BRANO SCELTO:

--

La cucina regionale è una delle espressioni più autentiche della nostra splendida Italia. Ogni territorio possiede una ricchezza agroalimentare di eccellenza ed una affascinante molteplicità di ingredienti e ricette. Ognuno di noi, tornando con la mente alle proprie origini, riesce a percepire anche il profumo di ciò che cuoceva nelle pentole in cucina o veniva portato in tavola con orgoglio e affetto, nelle occasioni familiari. Dal ragù della domenica, ai frutti di ogni tipo, alle torte salate che, solo sentendone il nome, sono capaci di portarci in un lampo nei luoghi dove la loro ricetta è tramandata di generazione in generazione.

Un vero e proprio viaggio del gusto che ci porterà a scoprire gustose ricette, piatti che regalano gioia al palato e agli occhi. E quale miglior abbinamento per le specialità regionali di una buona birra? Sarà questa l’altra metà del gusto, diverse tipologie di birra, provenienti da diversi Paesi per esaltare i sapori e accendere la convivialità.

Dalle lager, alle ambrate, dalle Bock, alle rosse, dalle birre di abbazia a quelle non filtrate. Ognuna di esse è perfetta per un sapore tipico che sia intenso, delicato, piccante o profumato.

La prima tappa è in Sardegna per scoprire la “Fregola” ingrediente storico e di tradizione che viene utilizzato in gustose ricette in ogni zona dell’isola.

--

CONSEGNA 1: Elenca tutti i tipi di birra nominati nel brano sulla cucina regionale.

(Righe di puntamento)
--

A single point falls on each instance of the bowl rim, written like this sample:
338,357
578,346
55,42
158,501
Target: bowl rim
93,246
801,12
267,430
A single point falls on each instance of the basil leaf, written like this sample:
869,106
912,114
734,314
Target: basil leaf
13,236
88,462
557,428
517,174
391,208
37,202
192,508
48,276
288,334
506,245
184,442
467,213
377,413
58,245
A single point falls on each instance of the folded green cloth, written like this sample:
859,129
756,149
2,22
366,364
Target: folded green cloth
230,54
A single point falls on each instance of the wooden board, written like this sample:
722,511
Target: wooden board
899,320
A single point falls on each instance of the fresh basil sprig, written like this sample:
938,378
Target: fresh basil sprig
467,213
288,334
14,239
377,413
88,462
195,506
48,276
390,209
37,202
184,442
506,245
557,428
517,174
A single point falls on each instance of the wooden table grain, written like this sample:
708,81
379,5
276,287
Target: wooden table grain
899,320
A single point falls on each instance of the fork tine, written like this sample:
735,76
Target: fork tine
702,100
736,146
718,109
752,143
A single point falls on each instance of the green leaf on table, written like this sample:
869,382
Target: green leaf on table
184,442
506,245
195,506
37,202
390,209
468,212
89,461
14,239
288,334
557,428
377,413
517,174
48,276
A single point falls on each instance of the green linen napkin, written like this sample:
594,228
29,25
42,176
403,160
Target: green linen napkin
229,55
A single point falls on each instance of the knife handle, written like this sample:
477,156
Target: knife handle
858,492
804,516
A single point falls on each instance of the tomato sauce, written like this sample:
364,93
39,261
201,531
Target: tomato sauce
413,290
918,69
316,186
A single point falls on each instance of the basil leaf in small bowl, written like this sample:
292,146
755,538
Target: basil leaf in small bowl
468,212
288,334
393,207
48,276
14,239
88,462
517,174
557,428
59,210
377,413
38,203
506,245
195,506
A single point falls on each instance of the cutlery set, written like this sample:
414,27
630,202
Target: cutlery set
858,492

--

CONSEGNA 2: Riscrivi le righe, dalla riga con "small bowl, written" fino alla fine delle righe, comprese entrambe. Sostituisci "Target" con "Object" e lascia invariato tutto il resto.

SOLUZIONE 1: Lager, ambrate, Bock, rosse, birre di abbazia, non filtrate.

SOLUZIONE 2:
A single point falls on each instance of the basil leaf in small bowl, written like this sample:
292,146
755,538
Object: basil leaf in small bowl
468,212
288,334
393,207
48,276
14,239
88,462
517,174
557,428
59,210
377,413
38,203
506,245
195,506
A single point falls on each instance of the cutlery set, written like this sample:
414,27
630,202
Object: cutlery set
858,492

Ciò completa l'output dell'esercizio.